Do this
Update the rows below by replacing "gray sneaker" with "white sneaker" wherever it appears, leaving everything else unchanged. Omit the pictures from your answer.

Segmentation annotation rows
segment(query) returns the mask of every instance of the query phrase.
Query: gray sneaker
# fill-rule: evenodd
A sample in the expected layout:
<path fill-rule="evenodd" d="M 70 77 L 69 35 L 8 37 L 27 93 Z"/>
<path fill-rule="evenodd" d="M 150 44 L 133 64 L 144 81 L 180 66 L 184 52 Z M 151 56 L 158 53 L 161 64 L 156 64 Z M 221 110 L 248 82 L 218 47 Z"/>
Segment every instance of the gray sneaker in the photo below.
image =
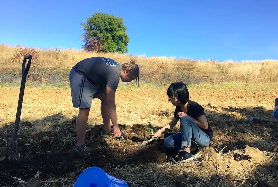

Answer to this exercise
segment(query) returns the mask of every instance of the query phrase.
Query: white sneaker
# fill-rule: evenodd
A sample in the expected layout:
<path fill-rule="evenodd" d="M 70 77 L 69 35 L 8 37 L 27 93 Z"/>
<path fill-rule="evenodd" d="M 150 44 L 133 64 L 144 81 L 180 66 L 184 52 Z M 151 56 L 158 53 L 161 64 L 156 64 Z M 221 110 L 248 82 L 218 47 Z"/>
Segment every instance of the white sneaker in the photo below.
image =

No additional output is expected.